- Opening Delimiter -
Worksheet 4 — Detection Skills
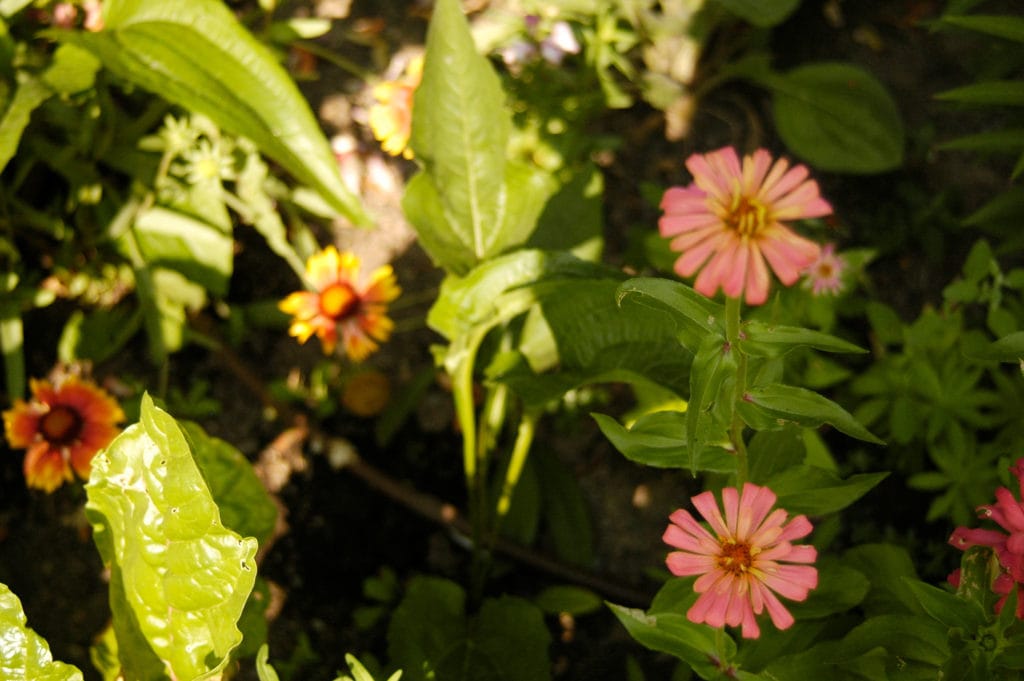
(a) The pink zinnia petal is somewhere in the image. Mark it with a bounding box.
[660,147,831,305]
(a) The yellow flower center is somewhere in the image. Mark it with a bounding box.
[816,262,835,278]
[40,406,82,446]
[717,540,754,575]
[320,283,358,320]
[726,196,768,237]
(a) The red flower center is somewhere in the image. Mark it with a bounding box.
- Closing Delimiter -
**YOUR INSTRUCTIONS:** From the "(a) The yellow" line to the close of the listing, restate each line word for word.

**EXPECTED ANSWER:**
(a) The yellow flower center is somewhere in the image. Mark it with a bounding box.
[816,262,835,278]
[40,406,82,446]
[717,540,754,575]
[320,283,358,320]
[726,196,768,237]
(a) The red flower center is somewhere in the image. Mark it with a bounding box.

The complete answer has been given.